Available records:
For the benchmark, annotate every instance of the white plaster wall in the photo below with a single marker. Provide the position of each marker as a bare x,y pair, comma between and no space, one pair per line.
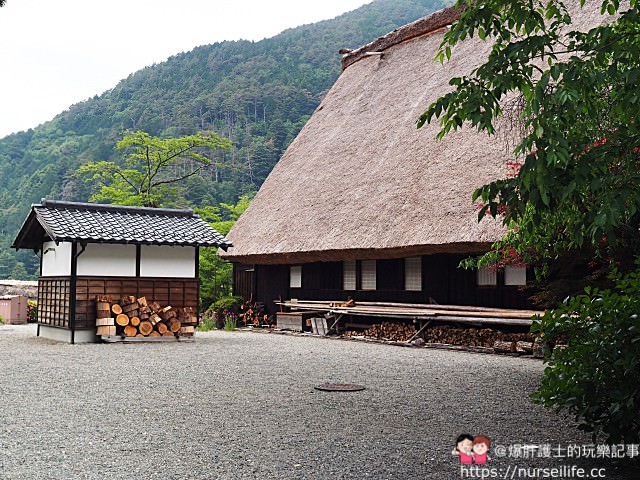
56,259
167,261
108,260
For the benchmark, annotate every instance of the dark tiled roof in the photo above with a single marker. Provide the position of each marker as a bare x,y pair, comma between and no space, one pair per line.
94,223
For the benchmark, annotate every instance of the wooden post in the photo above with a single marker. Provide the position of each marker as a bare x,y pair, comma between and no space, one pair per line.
72,290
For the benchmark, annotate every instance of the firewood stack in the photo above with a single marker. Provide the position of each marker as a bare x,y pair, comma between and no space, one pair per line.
135,317
397,332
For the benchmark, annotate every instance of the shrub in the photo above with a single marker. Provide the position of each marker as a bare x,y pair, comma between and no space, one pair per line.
32,311
230,321
209,320
596,377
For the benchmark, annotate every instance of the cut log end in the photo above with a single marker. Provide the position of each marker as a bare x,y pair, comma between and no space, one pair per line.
145,328
122,320
130,331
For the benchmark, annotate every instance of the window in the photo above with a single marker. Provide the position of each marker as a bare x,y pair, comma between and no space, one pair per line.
369,275
515,275
487,276
413,274
349,275
295,276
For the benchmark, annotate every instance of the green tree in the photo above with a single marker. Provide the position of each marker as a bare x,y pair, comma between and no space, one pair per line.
152,168
19,272
216,274
577,182
576,95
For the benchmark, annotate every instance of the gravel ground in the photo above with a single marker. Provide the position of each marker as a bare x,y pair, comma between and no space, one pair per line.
242,405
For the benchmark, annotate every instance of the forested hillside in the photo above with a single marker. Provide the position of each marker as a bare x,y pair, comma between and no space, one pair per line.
257,94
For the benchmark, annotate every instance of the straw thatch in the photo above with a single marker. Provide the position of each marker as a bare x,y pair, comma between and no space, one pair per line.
361,181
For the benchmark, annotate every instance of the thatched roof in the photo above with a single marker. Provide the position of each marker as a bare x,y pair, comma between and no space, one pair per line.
361,181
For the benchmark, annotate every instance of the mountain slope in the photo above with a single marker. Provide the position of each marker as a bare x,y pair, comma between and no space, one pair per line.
258,94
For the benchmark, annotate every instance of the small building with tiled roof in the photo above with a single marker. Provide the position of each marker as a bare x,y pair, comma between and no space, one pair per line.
91,249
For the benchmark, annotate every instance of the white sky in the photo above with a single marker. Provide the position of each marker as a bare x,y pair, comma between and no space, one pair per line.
54,53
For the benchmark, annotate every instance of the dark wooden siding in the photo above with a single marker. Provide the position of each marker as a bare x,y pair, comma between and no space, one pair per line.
442,282
272,283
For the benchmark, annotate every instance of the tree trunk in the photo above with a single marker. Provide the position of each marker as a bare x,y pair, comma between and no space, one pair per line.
122,320
145,328
130,331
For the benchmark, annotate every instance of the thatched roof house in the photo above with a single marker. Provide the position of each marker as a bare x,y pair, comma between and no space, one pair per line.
361,183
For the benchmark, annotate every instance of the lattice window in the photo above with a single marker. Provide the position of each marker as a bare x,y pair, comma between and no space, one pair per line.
295,276
349,275
413,274
515,275
487,276
54,302
369,275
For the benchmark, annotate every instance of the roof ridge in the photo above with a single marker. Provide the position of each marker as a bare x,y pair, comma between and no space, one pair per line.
419,28
107,207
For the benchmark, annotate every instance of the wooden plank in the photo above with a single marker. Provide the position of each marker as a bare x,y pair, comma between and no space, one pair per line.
419,311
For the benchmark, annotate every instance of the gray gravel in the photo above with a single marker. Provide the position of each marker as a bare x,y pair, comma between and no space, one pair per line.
242,405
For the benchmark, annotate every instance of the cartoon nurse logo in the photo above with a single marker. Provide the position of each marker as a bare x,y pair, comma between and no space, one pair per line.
472,449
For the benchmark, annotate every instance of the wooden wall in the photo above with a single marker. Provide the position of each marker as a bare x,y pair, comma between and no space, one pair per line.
54,306
442,282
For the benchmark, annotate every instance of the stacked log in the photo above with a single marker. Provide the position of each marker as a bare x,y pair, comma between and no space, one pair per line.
501,342
135,317
397,332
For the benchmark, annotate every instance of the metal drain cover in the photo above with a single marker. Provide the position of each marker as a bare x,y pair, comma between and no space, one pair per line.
339,387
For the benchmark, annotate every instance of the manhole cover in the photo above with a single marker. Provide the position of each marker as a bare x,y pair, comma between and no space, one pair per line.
339,387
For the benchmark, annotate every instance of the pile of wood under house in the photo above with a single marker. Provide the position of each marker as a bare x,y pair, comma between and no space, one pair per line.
135,317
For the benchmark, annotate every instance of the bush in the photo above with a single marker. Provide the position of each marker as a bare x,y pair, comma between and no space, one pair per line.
230,320
209,320
218,319
32,311
596,377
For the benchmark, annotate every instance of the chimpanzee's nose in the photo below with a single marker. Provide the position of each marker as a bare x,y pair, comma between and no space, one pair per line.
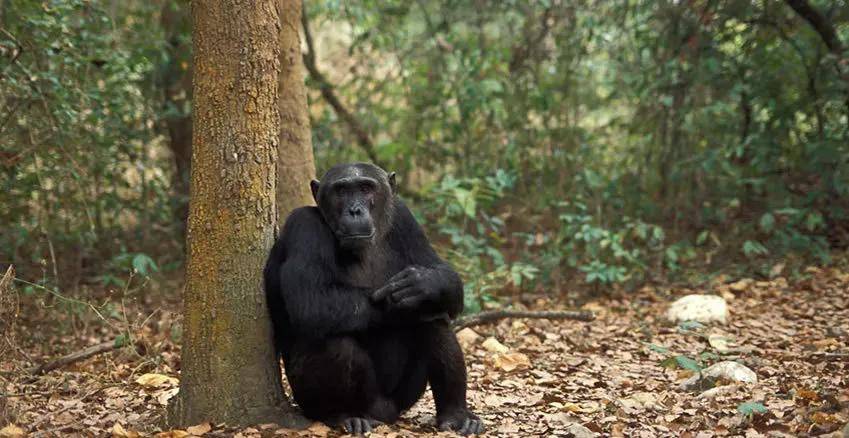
356,210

Task directions:
In your copy, repeat each record exactly and include no pictures.

Full response:
For the benchmark, annotate every instance of the white plaster wall in the photo below with a single marker. Provide the position of each marker as a bare x,y pair, comma between and no space, one pair per line.
56,259
167,261
108,260
For the benchmark, annotate every instance of the dark tiled roof in the photo above with a single marker. Provide the position of each marker as a bare x,y pair, comma between and no space, one pair per line.
94,223
For the benchmark, annotate every instance of the wooden post in the photo above with a single marker. Provide the position of each marker as a bare x,y pair, comma between and no space, one pair per line.
72,290
For the benchmark, annotate every instance of the firewood stack in the photo above with a single marker. Provide the position of each marker as a bare x,y pair, comma between and no space, one pair per line.
135,317
397,332
For the benchmark, annotate every instance of the shrub in the photo above with a single marker. Provide the position of each marker as a bare x,y pair, comma between and no space, one pair per line.
32,311
230,321
209,320
596,377
For the benchmark, annotate every instance of the cut log end in the photo above with a single marker. Provide the position of each marker as a bare x,y pair, comma between and no space, one pair per line.
145,328
122,320
130,331
For the benchmark, annotate every instance of the window in the photo above with a single marker. Provide the position of each marker as a bare x,y pair, comma between and no space, one pair per line.
369,275
515,275
487,276
413,274
349,275
295,276
For the benchmark, annotate every instance of the green tree in the photo above with a single marker. Provide the position of each marker as a bare x,y pair, comma between and no space, one pair per line.
152,168
19,272
216,274
577,182
576,95
For the benchmark, annotate every instance of the gravel ground in the photo above with a single marker. Provide the position of each marker as a bare x,y pair, comma between and no space, one pair per line.
242,405
For the benchmark, annotate every instance of the forested hillside in the photo above with a single marker. Provide the position of each marker as a bare x,y pair, comma between and no space, one pair per line.
257,94
For the benchmark, annotate every instance of the straw thatch in the photo above with a single marker. Provide the position of each marker as a bare x,y pair, comma between and no space, one pair per line.
361,181
For the benchmark, annotate every instance of the thatched roof in the photo above with a single marker. Provide the position of each marker as a bare x,y pair, comma between and no space, one pair per line.
361,181
For the benchmark, annotate every instance of the mountain slope in the photo above with a single marker. Provide the position of each marker as a bare x,y pair, comma between and no space, one pair per line.
258,94
For the benchmark, annotate every instance of the small building with tiled roof in the photo above with a single marker. Provide the position of each marker as a bare x,y pair, comma between and no space, one pair per line.
91,249
For the benchmark, annotate every instance of the white sky in the photo above with a single marker. Provide the position of each marker as a bare x,y pair, comma between and no space, one pair per line.
54,53
For the benchmark, annotate every instance of the dark wooden siding in the photo above with a single marker. Provide the position of each marker as a bare x,y pair, comma between and no space, one pair per line.
442,282
272,283
For the benchmark, annotate every instance of the tree trunk in the photo above with a single marker. Provide the position of each marker as a bare x,y pair, comma between and no space, one pair per line.
122,320
145,328
130,331
For the benchmark, annotate every instance of the thatched roof house in the photo above with a single marker. Provide the position of each marker as a bare x,y pair, comma between and no space, one pair per line.
361,183
For the benchmark, annotate every instance of the lattice window in the photo above with a single marker. Provide the position of each marker as a bare x,y pair, comma between and no space, one pair per line.
295,276
349,275
413,274
515,275
487,276
54,302
369,275
For the benchmark, annotate every instance of the roof ridge in the photo above with a single marker. Provide the position of each marker as a bare x,y pair, comma between and no space, one pair per line.
419,28
107,207
For the benchmark, annotate every instance of the wooden plank in the photo above with a single marker. Provide the position of each marker as a bare x,y pair, comma between and no space, one pair per line.
419,311
For the benchmark, annotate every instance of the gray gravel in the photo above with a single marker. Provide the position of each marker as a bare x,y pair, comma between and no space, one pair per line.
242,405
For the benchmark, annotate every instance of the cartoon nurse logo in the photo above with a single marker. Provide the position of each marker as a bare x,y pair, comma between and no space, one pair per line.
472,449
For the benchmark, annotate every instance of the wooden wall in the photo above with a single marker. Provide the position of each marker as a bare x,y pair, comma between and no space, one pair per line.
54,306
442,282
For the benchmark, annotate every instance of the stacked log in the photo above with a single marker. Provide the position of each marker as a bare x,y pair, comma between and no space, one pair per line.
501,342
135,317
397,332
For the benchmark, annotate every instance of the metal drain cover in the photo above with a single marker. Provide the position of each marker as a bare x,y pair, comma between and no space, one pair per line.
339,387
For the benchmark, annotate every instance of the manhole cover in the photo above with a single marker. Provide the position of each marker as a bare x,y pair, comma between and no space, one pair per line.
339,387
For the benchmark, annotate every instance of the pile of wood under house in the photo above with a single marker. Provide the position of each marker as a bare x,y pair, comma between and no space, one pair per line.
135,317
For the benchmark, annotate every instance of the bush in the photo above with a single marker. Provide the position of each marker as a bare x,y pair, comma between and no space, one pair per line.
230,320
209,320
218,319
32,311
596,377
For the benchmark, annotate every instance of the chimpanzee's nose in the photo below with a single marker. Provide the position of each marker as a bare x,y pair, comma between and no space, one pair per line.
356,210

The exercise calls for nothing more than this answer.